▶ **How to complete this task**: Return each of the entries below precisely, with no pictures in the result.

---------- Exercise data

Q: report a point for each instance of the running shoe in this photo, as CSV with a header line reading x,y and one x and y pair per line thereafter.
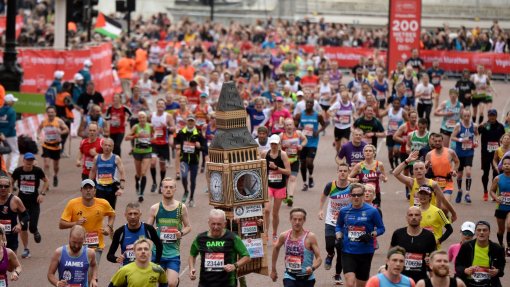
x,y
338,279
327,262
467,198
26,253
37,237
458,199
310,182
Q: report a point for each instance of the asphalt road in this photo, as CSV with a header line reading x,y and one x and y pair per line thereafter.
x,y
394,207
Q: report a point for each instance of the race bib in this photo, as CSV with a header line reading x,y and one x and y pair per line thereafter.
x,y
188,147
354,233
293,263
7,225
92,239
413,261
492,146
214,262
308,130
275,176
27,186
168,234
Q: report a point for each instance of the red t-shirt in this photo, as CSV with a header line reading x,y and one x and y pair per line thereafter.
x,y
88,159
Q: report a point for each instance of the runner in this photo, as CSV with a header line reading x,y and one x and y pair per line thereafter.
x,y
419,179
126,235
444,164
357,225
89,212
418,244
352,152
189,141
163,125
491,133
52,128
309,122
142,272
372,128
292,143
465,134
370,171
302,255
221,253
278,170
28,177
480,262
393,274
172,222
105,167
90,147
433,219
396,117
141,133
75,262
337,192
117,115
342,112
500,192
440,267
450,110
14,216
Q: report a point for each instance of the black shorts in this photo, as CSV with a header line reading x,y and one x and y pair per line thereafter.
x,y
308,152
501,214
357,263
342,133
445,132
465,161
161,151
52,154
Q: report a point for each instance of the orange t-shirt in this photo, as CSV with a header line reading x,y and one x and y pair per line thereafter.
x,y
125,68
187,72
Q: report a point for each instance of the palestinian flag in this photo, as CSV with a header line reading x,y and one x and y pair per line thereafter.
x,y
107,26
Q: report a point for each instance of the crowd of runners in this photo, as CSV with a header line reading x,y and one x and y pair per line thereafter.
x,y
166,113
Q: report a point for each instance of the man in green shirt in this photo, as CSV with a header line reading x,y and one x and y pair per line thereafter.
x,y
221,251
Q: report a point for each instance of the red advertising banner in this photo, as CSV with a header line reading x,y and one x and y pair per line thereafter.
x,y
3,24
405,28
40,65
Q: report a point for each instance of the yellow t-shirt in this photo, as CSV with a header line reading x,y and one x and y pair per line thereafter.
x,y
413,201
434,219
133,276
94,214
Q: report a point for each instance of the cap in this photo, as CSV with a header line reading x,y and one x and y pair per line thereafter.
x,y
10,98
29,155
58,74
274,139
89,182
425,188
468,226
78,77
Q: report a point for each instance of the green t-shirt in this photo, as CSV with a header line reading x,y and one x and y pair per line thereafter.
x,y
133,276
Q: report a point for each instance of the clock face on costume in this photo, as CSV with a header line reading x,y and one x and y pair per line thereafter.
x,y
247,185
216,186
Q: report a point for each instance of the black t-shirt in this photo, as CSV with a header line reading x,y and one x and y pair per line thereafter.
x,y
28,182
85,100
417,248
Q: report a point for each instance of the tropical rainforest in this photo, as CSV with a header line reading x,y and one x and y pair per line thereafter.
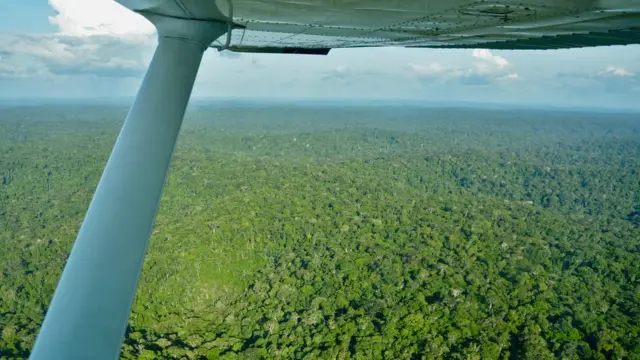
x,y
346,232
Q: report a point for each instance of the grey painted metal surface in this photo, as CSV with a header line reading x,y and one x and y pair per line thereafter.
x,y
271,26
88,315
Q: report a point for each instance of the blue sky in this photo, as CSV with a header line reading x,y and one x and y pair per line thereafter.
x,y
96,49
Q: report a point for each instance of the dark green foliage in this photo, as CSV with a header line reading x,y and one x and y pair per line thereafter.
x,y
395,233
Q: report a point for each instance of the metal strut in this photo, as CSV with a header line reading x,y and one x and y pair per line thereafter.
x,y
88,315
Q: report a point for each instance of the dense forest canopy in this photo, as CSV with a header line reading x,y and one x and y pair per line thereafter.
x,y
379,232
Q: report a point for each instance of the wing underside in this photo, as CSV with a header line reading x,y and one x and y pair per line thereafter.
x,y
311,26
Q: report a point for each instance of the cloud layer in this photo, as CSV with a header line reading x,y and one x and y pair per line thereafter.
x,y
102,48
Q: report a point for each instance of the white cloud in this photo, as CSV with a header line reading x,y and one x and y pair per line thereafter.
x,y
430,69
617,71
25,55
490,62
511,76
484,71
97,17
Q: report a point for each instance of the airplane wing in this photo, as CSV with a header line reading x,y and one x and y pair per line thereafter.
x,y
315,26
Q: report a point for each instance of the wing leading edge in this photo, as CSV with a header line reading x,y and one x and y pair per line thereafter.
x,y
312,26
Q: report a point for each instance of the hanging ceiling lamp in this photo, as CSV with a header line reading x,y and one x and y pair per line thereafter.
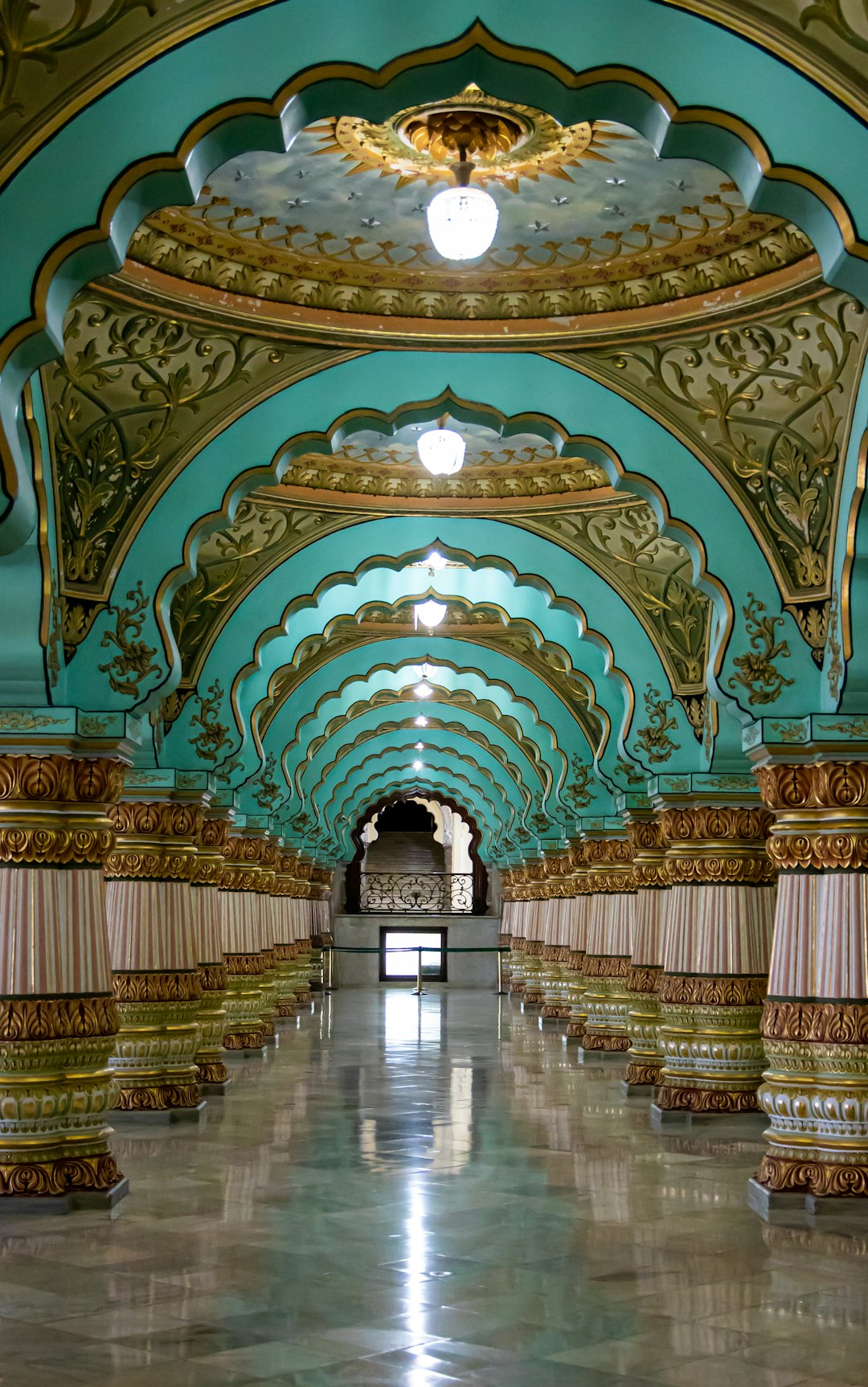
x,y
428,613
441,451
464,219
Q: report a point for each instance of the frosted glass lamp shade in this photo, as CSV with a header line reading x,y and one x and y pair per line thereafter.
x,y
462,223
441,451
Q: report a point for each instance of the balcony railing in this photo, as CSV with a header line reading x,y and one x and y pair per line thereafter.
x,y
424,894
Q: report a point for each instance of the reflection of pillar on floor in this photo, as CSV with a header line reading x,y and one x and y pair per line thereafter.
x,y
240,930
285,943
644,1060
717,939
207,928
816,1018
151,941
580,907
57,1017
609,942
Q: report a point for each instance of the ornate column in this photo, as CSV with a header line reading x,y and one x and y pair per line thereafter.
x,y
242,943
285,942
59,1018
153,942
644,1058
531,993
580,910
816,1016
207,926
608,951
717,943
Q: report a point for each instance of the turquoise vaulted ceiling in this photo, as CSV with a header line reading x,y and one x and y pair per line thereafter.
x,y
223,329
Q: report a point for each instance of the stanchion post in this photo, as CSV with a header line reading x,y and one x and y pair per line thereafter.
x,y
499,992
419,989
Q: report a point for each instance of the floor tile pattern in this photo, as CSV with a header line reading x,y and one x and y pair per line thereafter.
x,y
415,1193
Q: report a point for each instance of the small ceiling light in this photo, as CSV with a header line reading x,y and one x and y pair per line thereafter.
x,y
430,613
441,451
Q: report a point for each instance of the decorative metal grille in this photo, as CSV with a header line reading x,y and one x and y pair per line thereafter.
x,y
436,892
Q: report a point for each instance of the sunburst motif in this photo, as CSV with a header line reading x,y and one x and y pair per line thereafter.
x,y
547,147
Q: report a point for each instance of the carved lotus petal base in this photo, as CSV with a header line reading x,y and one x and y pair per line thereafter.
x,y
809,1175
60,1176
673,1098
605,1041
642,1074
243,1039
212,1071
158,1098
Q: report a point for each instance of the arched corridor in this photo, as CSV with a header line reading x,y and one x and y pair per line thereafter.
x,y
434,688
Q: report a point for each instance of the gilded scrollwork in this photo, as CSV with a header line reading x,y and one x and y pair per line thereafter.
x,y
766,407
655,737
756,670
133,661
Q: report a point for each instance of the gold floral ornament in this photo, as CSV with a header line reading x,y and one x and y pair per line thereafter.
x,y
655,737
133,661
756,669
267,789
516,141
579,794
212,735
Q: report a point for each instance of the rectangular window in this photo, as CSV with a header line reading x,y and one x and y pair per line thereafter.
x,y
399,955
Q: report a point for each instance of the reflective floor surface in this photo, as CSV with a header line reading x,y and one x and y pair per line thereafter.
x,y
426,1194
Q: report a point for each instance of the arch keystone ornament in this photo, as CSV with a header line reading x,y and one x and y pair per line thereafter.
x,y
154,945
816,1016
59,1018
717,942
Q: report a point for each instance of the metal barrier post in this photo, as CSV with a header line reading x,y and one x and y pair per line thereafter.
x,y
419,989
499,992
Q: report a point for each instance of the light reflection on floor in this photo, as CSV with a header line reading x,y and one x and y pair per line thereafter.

--------------------

▶ **Task answer**:
Q: report a point for each instance of the running shoe in this photo, as CSV with a header line reading x,y and one x and y pair per line thereafter.
x,y
338,279
327,262
467,198
26,253
37,237
458,199
310,182
Q: report a point for each instance of the asphalt road in this photo, as CSV with a header line reading x,y and one x and y pair per line thereafter.
x,y
394,207
Q: report a point for each instance of the race bib in this photo, as CSV with a header line reading x,y and one x and y pair per line thereafter.
x,y
188,147
354,233
293,263
7,225
92,239
413,261
492,146
214,262
308,130
275,176
27,186
168,234
Q: report a point for each instance of the red t-shirt in this photo, as CSV with a header line reading x,y and one x and y pair per line thereafter.
x,y
88,159
Q: report a point for each instance of the runner in this photo, as CSV with a header line reading x,y and one x and y pair per line thereafter.
x,y
419,179
126,235
444,164
357,225
89,212
418,244
352,152
189,141
163,125
491,133
52,128
309,122
142,272
372,128
292,143
465,134
370,171
302,255
221,253
278,170
28,177
480,262
393,274
172,222
105,167
90,147
433,219
396,117
141,133
75,262
337,192
117,115
342,112
500,192
440,267
450,110
14,216
Q: report a point for each instance of the black shorts in this photo, as CSV with a header line reading x,y and one x and y pair per line thereafter.
x,y
308,152
501,214
357,263
342,133
445,132
465,161
161,151
52,154
Q: report a point for each instance of the orange t-shirt in this photo, as CSV with a header line reading x,y and one x and y pair per line thereafter.
x,y
125,68
187,72
Q: report a point for each instance of the palestinian flag in this photo, as CSV with a header line reading x,y and one x and y pair per line thereafter.
x,y
107,26
Q: report a point for each instance of the crowd of runners in this photo, as CSV with a header line reading x,y and one x and y pair per line thereafter.
x,y
166,113
Q: report a point for each instance of the man in green shirt in this photo, as CSV with a header line reading x,y and one x and y pair per line thereafter.
x,y
221,251
Q: report a point for each instance of the red advertising banner in this photo, as CSV with a header line reading x,y and one x and y pair per line thereafter.
x,y
3,24
405,28
40,65
Q: report a point for each instance of the yellow t-shirt in this photo, as CSV with a header line reading x,y and one x and y pair per line thereafter.
x,y
413,201
434,219
133,276
94,214
Q: report a point for each instance of the cap in this photo, as CSV with a header line reading x,y and one x and y pair per line thereafter.
x,y
10,98
29,155
58,74
274,139
89,182
425,188
468,226
78,77
Q: report a point for each instance of the green t-shirt in this photo, as CSV with a header line reading x,y and one x and y pair per line thereafter.
x,y
133,276
Q: report a point for each instance of the clock face on costume in this photo, as CSV with a header line reading x,y and one x and y pair per line thereafter.
x,y
247,185
216,186
Q: report a point for each instance of the black t-shirt in this photo, as CSV with a header line reading x,y and one x and y pair per line thereafter.
x,y
28,182
85,100
417,248
Q: report a point for each instance of the tropical rainforest in this photo, as CSV with a header line reading x,y and one x and y pair per line thereafter.
x,y
346,232
Q: report a point for each instance of the grey painted metal surface in this photo, as CSV with a header line reading x,y and one x and y pair per line thereafter.
x,y
271,26
88,315
Q: report a point for each instance of the blue sky in this photo, as CSV with a header line reading x,y and one x and y pair per line thereafter.
x,y
96,49
Q: report a point for each instance of the dark green foliage in this photo, as CSV with a header line reading x,y and one x and y pair per line thereafter.
x,y
395,233
Q: report a point for each instance of the metal strut in this photo, as CSV with a header line reading x,y and one x and y pair per line thereafter.
x,y
88,315
Q: report a point for each instance of the dense forest canopy in this photo, as CSV with a header line reading x,y and one x and y pair per line thereafter.
x,y
379,232
Q: report a point for each instance of the wing underside in this photo, as CSV with a header line reading x,y and one x and y pair per line thereafter.
x,y
311,26
Q: report a point for each instance of the cloud layer in this photo, as CSV with a header line reading x,y and one x and y pair per line thereafter.
x,y
102,48
Q: report a point for each instance of the white cloud in this photo, as CSV with a header line reading x,y and one x and y pair per line thereafter.
x,y
430,69
617,71
25,55
490,62
511,76
484,71
97,17
Q: report a point for each instance of the airplane wing in this photo, as CSV with a header line reading x,y and one x and y pair per line thereafter.
x,y
315,26
Q: report a point for each instance of the wing leading edge in this photo, as CSV with a header line reading x,y and one x and y pair per line thereafter.
x,y
312,26
Q: report a point for each instance of the hanging ceiling lamp in this photo, as CSV with a header line reading x,y and one x and y pair per line thereafter.
x,y
428,613
441,451
464,219
Q: report a point for each instance of the frosted glass lamp shade in this photo, as CSV with a header line reading x,y and one x and y pair per line thereafter.
x,y
462,223
441,451
Q: report a point for each instance of the balcony railing in this photo, as CSV with a header line reading x,y and one x and y pair per line thereafter.
x,y
424,894
Q: report a point for each instance of the reflection of pillar on floor in this photo, as CSV with a header line reading x,y and one x and y pair per line thereafter.
x,y
240,930
285,943
644,1060
717,939
207,928
816,1018
151,941
580,907
57,1017
609,942
Q: report a point for each instance of the ornate column in this photo, as CSV with a header line reading x,y and one x and y pair per line thereafter.
x,y
242,943
285,942
59,1018
153,942
644,1058
531,993
580,910
816,1016
207,926
608,951
717,943
Q: report a point for each instance of the turquoise vaulted ceiling in this photo, as CSV with a header line reading x,y and one x and y pair per line thereafter.
x,y
223,329
Q: report a point for each instance of the stanchion post in this photo, as CSV with a header line reading x,y and one x and y pair per line thereafter.
x,y
499,992
419,989
Q: report a point for each instance of the floor tile pattern in this photo, as CSV with a header line reading x,y and one x and y pair per line thereafter.
x,y
415,1193
Q: report a point for each instance of the small ceiling light in this photo, as CSV with a header line reading x,y and one x and y pair per line thereafter.
x,y
430,613
441,451
Q: report a point for each instance of the decorative metal grille in this photo, as CSV with a header line reading x,y and one x and y pair per line thereafter.
x,y
436,892
Q: report a point for each instance of the sunburst motif in this photo, as CSV with a header line reading x,y and one x and y pair per line thereafter.
x,y
547,147
Q: report a point for each instance of the carved lotus petal base in this photo, as CSV with a header line reading x,y and one x and y pair per line thereafter.
x,y
809,1175
60,1176
673,1098
605,1041
642,1074
243,1039
212,1071
158,1098
Q: report a point for each instance of the arched corridor in this photo, as CSV with a header line reading x,y and one x and y pair per line thereafter.
x,y
434,688
Q: report a point for each instance of the gilded scrollwork in this photo, as CSV with a header line reading x,y and one x and y pair per line thereafter.
x,y
766,407
655,737
756,670
133,661
Q: report a point for each instance of the gold floral ornament in this photo, as CSV with a header line reading x,y and one x and y pair per line thereafter.
x,y
655,737
133,661
756,669
267,789
516,141
579,794
212,735
Q: report a point for each instance of the rectangular window in this photo, as CSV with a header line reading x,y and one x and y pair per line thereafter.
x,y
399,955
Q: report a point for each instance of the reflective floor surface in this photo, as CSV with a header line reading x,y and one x and y pair per line thereafter.
x,y
426,1194
Q: report a point for each instance of the arch keystone ornament in this photo, as CSV with a header line reading x,y and one x and y pair per line thereafter.
x,y
154,945
816,1016
59,1018
717,942
Q: report a point for each instance of the metal barrier post in this photo, as CSV with a header line reading x,y and one x and y pair per line thereafter.
x,y
419,989
499,992
Q: report a point for each instance of the light reflection on floor in this photo, as CSV with a header line reading x,y and one x and y pair per line thereafter.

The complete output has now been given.